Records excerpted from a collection
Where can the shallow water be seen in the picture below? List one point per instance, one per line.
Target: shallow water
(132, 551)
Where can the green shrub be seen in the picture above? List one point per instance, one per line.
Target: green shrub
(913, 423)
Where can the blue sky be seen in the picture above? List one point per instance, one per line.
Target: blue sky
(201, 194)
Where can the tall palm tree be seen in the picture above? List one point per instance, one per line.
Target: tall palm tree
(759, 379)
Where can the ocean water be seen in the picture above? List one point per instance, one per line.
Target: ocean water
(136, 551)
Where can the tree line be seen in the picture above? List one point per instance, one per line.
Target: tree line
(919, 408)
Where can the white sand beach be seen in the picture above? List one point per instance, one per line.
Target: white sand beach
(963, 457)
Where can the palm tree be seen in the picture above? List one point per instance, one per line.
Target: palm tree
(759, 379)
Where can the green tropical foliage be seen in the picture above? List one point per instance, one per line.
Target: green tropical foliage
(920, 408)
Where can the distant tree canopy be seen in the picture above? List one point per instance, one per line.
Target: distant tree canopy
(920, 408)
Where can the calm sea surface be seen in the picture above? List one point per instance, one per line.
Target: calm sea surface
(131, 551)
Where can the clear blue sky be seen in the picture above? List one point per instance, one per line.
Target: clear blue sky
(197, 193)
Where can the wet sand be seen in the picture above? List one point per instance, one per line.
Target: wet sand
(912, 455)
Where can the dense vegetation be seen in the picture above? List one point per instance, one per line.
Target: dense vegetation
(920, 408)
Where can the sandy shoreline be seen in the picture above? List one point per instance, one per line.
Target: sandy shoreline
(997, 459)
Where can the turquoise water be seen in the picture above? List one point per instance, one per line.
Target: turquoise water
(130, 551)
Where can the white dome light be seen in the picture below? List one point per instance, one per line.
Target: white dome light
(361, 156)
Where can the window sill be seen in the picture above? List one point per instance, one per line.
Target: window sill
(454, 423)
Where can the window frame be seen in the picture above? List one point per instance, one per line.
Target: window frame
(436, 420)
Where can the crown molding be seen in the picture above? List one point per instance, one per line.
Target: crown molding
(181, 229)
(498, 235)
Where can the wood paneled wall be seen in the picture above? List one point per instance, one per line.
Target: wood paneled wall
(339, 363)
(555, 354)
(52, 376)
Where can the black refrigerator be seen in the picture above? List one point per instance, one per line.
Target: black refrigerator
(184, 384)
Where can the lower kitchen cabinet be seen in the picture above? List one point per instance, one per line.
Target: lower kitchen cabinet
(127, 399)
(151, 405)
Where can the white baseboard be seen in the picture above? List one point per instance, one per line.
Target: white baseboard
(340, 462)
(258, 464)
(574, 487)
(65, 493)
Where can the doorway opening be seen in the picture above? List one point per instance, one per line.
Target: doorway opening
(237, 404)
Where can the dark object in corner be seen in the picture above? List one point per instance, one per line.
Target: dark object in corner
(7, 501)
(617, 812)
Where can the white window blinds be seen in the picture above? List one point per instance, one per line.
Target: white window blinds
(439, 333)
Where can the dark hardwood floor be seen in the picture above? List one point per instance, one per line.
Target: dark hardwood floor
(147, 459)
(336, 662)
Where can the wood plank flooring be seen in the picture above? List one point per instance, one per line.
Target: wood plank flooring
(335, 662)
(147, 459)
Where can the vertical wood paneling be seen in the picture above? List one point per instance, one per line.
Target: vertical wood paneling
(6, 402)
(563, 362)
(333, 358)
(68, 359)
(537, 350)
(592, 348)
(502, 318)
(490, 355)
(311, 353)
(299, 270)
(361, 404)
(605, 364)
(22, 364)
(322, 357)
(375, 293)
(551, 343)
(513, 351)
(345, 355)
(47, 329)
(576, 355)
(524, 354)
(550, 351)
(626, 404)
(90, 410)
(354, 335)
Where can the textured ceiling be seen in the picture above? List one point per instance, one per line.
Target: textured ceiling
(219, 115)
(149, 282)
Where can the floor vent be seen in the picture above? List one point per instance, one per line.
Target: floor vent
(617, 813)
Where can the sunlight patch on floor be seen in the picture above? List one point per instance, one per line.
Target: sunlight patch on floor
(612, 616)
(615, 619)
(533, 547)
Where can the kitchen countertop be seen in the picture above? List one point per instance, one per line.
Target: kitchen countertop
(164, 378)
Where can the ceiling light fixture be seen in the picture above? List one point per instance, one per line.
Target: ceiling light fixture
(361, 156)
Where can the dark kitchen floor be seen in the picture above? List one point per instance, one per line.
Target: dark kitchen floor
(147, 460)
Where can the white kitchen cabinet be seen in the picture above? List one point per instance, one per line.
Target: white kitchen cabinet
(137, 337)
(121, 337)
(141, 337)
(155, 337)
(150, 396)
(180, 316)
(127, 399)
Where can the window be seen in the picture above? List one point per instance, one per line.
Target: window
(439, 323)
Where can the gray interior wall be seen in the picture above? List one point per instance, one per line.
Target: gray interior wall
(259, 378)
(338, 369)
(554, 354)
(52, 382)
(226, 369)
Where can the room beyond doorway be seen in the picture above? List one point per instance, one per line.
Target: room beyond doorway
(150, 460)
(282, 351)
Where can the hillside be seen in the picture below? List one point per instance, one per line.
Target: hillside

EXERCISE GOAL:
Please find every line in the records above that holds the word "hillside" and copy it.

EXERCISE ANSWER:
Where can the hillside be seen in the picture below? List one point per instance, one per line.
Target: hillside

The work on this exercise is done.